- _What you are asked to do_:
Locate every line in the records below that contains the string "brown", with case counting, and copy each of those lines in full.

- _Stored data entries_:
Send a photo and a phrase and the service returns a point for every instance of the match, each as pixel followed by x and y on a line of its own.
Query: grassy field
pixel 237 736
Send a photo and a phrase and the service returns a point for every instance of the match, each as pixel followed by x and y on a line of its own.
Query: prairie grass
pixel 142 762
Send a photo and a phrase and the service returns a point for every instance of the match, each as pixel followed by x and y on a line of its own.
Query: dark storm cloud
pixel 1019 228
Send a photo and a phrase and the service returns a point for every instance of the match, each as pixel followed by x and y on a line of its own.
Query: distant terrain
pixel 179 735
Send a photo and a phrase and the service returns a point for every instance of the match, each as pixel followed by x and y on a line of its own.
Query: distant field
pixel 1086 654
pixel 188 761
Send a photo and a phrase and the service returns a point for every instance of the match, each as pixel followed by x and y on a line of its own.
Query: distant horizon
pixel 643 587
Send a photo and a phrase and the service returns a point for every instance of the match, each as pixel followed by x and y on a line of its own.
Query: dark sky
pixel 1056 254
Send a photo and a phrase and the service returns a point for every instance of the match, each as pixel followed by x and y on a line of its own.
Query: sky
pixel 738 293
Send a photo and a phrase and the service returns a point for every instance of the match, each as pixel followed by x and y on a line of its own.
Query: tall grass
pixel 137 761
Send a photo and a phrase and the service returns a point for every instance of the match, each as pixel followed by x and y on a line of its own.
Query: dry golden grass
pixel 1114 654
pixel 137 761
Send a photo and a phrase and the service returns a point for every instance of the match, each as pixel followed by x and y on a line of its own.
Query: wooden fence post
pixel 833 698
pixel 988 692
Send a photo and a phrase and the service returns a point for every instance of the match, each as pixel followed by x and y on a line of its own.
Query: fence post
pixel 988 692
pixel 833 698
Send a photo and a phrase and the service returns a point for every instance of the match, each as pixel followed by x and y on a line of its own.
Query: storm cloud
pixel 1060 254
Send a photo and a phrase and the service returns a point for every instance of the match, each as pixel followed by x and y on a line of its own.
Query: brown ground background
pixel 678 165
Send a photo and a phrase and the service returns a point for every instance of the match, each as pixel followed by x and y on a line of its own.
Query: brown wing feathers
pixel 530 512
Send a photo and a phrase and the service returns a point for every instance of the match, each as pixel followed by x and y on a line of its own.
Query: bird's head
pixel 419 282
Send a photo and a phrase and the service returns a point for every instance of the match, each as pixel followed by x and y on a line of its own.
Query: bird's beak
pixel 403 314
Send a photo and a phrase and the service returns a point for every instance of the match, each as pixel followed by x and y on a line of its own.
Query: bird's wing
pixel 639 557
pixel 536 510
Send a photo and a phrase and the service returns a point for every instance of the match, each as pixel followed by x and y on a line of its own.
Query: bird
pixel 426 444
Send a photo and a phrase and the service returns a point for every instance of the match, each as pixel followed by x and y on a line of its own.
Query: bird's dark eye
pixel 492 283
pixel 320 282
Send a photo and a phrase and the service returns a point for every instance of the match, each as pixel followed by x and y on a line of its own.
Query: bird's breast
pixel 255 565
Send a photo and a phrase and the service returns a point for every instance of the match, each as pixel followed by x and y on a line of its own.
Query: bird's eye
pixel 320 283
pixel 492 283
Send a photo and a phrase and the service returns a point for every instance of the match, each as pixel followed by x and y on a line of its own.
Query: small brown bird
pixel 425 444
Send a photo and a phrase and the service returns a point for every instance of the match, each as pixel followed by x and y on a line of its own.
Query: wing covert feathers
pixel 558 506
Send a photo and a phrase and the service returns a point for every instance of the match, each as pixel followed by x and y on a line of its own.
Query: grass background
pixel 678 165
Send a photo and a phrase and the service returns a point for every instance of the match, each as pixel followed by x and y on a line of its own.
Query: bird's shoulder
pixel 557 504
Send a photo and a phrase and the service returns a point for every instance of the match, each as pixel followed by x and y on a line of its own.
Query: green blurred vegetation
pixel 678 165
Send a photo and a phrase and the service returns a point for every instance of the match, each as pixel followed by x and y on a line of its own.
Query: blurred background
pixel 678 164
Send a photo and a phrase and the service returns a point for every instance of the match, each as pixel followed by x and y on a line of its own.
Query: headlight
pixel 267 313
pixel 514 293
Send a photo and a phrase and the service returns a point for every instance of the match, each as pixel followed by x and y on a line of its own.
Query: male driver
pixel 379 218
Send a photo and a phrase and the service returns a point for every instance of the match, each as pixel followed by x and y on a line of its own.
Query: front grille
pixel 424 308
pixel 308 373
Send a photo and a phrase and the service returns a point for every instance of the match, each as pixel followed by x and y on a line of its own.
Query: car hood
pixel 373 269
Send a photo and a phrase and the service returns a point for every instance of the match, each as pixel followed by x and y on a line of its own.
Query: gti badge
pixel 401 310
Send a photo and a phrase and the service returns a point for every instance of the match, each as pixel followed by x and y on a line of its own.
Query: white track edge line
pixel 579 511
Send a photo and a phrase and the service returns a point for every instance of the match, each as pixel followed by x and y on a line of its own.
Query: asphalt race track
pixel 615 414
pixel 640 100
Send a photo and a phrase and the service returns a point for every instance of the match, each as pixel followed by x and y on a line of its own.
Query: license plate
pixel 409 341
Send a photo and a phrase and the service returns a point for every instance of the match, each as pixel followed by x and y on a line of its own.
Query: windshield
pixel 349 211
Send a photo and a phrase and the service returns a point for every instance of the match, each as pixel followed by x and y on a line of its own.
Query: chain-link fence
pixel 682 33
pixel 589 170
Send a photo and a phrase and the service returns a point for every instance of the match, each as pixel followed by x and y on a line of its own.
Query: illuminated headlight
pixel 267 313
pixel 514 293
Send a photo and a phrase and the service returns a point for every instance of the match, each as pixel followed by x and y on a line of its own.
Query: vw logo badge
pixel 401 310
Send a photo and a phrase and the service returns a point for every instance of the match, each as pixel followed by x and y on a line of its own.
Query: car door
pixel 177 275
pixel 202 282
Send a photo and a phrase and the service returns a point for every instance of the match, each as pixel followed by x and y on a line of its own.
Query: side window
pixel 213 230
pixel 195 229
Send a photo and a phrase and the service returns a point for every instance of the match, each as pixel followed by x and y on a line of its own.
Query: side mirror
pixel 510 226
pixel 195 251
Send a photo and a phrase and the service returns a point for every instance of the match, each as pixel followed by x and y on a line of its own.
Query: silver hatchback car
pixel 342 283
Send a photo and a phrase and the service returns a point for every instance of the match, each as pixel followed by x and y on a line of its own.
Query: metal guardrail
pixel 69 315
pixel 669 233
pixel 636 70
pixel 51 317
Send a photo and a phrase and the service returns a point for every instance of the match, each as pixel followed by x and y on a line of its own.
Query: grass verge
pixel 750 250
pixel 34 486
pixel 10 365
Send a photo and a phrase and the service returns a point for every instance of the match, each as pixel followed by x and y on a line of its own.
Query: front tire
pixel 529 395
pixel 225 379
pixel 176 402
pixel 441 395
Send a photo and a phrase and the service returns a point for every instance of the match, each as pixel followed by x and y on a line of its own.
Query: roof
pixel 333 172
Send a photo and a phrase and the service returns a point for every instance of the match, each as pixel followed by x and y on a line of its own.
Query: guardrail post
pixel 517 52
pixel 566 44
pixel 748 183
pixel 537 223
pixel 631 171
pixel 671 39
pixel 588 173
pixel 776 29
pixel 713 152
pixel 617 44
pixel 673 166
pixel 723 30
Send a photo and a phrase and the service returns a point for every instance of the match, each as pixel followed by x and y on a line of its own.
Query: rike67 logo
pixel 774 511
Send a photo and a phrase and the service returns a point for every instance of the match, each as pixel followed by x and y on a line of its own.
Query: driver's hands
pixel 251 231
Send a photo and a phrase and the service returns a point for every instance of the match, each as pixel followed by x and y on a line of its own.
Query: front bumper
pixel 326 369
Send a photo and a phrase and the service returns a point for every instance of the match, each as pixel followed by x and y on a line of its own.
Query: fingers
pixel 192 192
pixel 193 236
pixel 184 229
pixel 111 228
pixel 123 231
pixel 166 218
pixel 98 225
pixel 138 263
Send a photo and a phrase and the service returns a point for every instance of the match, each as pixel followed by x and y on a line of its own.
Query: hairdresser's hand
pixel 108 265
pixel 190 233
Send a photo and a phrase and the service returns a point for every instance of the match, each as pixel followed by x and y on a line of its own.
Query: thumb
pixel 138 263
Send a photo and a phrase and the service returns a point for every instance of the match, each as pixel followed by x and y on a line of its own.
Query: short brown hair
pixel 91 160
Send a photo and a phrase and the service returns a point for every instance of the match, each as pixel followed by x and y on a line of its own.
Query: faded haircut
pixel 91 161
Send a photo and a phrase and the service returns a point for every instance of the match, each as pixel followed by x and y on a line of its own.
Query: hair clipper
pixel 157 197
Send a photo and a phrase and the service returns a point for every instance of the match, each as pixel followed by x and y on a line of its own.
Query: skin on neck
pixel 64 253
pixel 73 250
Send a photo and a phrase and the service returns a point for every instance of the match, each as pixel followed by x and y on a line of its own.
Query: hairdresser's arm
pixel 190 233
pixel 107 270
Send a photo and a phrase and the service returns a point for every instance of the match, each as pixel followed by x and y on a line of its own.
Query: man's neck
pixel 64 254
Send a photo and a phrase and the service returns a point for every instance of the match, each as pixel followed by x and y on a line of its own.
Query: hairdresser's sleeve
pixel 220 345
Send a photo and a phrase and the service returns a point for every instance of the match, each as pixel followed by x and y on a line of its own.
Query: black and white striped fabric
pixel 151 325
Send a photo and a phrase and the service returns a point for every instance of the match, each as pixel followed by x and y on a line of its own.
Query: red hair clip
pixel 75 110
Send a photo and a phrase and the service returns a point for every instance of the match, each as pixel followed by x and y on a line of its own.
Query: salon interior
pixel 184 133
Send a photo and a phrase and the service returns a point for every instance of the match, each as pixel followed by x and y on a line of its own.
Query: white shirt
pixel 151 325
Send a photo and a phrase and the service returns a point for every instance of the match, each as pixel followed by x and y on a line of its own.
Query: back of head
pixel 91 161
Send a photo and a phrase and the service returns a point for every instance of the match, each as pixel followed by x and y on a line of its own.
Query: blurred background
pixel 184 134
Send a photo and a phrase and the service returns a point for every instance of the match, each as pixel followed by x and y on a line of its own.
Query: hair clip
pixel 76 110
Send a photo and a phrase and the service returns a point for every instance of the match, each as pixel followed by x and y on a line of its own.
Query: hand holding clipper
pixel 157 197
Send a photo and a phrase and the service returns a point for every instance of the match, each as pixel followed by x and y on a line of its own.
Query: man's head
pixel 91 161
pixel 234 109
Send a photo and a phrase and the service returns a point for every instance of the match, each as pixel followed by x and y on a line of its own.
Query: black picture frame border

- _Result for this task_:
Query: brown ground background
Query: brown wing feathers
Query: small brown bird
Query: short brown hair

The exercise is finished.